▸ **Dataset excerpt**:
────────────────────

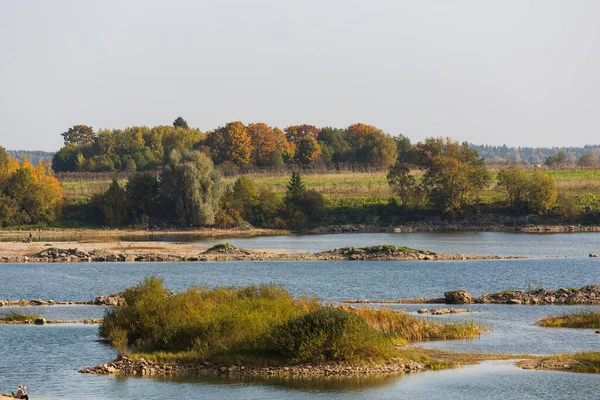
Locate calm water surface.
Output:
[0,232,600,399]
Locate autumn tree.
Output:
[394,134,417,165]
[232,175,258,219]
[544,150,567,167]
[577,153,598,167]
[162,150,222,226]
[247,122,293,166]
[284,124,321,143]
[0,147,63,226]
[284,124,321,165]
[125,172,161,223]
[61,125,95,145]
[284,171,326,230]
[295,136,321,165]
[524,171,558,214]
[498,165,530,209]
[205,121,253,165]
[319,127,352,163]
[92,179,127,226]
[346,123,398,166]
[416,138,490,213]
[173,117,189,129]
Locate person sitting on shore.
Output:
[11,385,29,400]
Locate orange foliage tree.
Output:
[0,147,63,226]
[205,121,253,165]
[248,122,295,166]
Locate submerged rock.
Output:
[444,290,473,304]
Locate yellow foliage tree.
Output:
[0,148,63,226]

────────────────────

▸ **REQUIREMENT**:
Copy every line of the records above verbatim, including each bounding box. Leave the pictures out of your answer.

▸ **TASK RESPONSE**:
Locate calm water surface.
Output:
[0,232,600,399]
Locate autumn tree.
Output:
[394,134,417,165]
[232,175,258,219]
[544,150,567,167]
[577,153,598,167]
[162,150,222,226]
[247,122,293,166]
[284,124,321,143]
[0,147,63,226]
[284,124,321,165]
[125,172,161,223]
[61,125,95,145]
[284,171,326,230]
[295,136,321,165]
[524,171,558,214]
[498,165,530,209]
[205,121,253,165]
[319,127,352,163]
[92,179,127,226]
[346,123,398,166]
[416,138,490,213]
[173,117,189,129]
Locate person sitting on shore.
Output:
[11,385,29,400]
Locate orange foliage tree.
Output:
[0,147,63,226]
[205,121,253,165]
[248,122,295,166]
Locate submerged rock.
Output:
[444,290,473,304]
Locate yellow foliage tree.
Output:
[0,148,63,226]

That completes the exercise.